** START Page **
The new narrative of ESG investing
Since the boom in 2020, global Exchange Traded Fund (ETF) investments that embed ESG criteria have gone through some bumpy years – particularly in 2023. Macroeconomic events such as the energy price shock in Europe, interest rate hikes, and even political elections, have had a profound impact on ESG investing.
While it is true that ESG investing is becoming more nuanced, we do not think it is going away. There are three main reasons why we expect it will continue to deliver long-term value:
- Definitions matter: narrow interpretations of ESG principles are what lead to different views of investment performance, not the principles themselves.
- ESG, and decarbonisation in particular, will remain a long-term theme, and embedding ESG does not necessarily mean sacrificing performance.
- Regulatory expectations of ESG are increasing in the areas of investment risk management and disclosure. But global investors are still seeking opportunities in spite of the headwinds.
Investors need to be mindful of the over-concentration risks and unwanted bias when applying their ESG rules. Better research and forward-looking data, as well as an in-depth understanding of ESG topics and the market, can help address such concerns and enable better decision-making.
A tough test in 2023
Analysis by Societe Generale’s Global Markets ESG advisory experts shows that thematic ESG equity ETFs1 underperformed both their conventional2 and broad ESG counterparts3 – despite an improvement in performance in the fourth quarter of 2023 (chart 1, left).
This is partly explained by a slump in the performance of renewables, such as solar and wind. There were a number of factors behind this, including the collapse of margins due to rising costs. At the same time, rising interest rates hurt balance sheets. And all this has added to familiar challenges like overcapacity.
The performance of broad ESG equity ETFs for the period is nearly on a par with that of broad conventional ones. Thematic ESG equity ETFs suffered most from outflows over the period, in sharp contrast to those with a broad ESG approach, as well as a conventional approach4 (chart 1, right).
** END Page **
** START Record extracts **
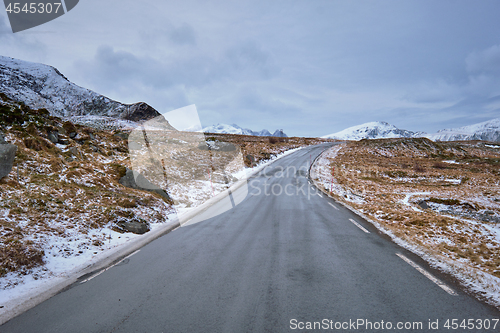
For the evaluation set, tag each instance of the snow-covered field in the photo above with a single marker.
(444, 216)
** END Record extracts **
** START Record extracts **
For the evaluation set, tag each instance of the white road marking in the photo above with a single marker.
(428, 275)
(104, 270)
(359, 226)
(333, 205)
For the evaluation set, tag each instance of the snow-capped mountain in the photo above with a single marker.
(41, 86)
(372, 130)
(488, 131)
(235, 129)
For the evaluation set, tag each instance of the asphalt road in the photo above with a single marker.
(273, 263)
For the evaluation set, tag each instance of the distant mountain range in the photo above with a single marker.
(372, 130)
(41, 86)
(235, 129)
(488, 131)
** END Record extracts **
▶ Given exercise:
Carry on the article about ESG investing, starting right after its last sentence about ETF performance and outflows.

▶ Exercise output:
Chart 1
Source: Bloomberg, SG Global Markets ESG Advisory analysis, based on the data available as of December 2023.
ESG indices and ETFs are identified using either(a) a list of keywords used in their names (defined by Societe Generale), (b) Bloomberg General Attribute data field, or (c) SFDR Article 8 or Article 9 classification. ESG ETFs are also categorised as either “Broad - ESG”, i.e., their composition is constructed using broad indices as their starting universe, or as “Thematic - ESG”, i.e., the composition is based upon a specific thematic, and can therefore deviate significantly from broad indices. Details are available upon request.
The value of your investment may fluctuate. The figures relating to past performances and/or simulated past performances refer or relate to past periods and are not a reliable indicator of future results. This also applies to historical market data.
ESG investing is here to stay
Despite a challenging 2023 for thematic ESG equity ETFs, some investors see the underperformance of renewable energy as a fresh opportunity for undervalued stocks. Many think the potential of renewable technologies is yet to be fully priced in. Geopolitics-driven decoupling, reshoring or friend-shoring may accelerate the growth of a clean energy value chain.
In our view, the confusion around the definition of ‘ESG investments’ complicates any meaningful comparison with conventional investments. As cited in the Financial Times, the following comment from Ian Simm, founder of Impax Asset Management and a board member of the Institutional Investors Group on Climate Change, sums up the challenge:
“The acronym ESG is a bit of a confused compact because it muddies at least two things. One is an objective assessment, around risk and opportunity. And the other is around values or ethics.” 5
While the Global Sustainable Investment Alliance has published harmonised definitions of investment approaches, definitions of what comprises ‘ESG investment’ are not always standardised, leading to different conclusions of how ESG has fared compared to the broad market.
Also, as has been noted by our research team, perceived underperformance of ESG funds is not a reason to blame ESG principles themselves. Rather, it is often the narrow interpretation of these principles that has caused mismatches in understanding and expectations6.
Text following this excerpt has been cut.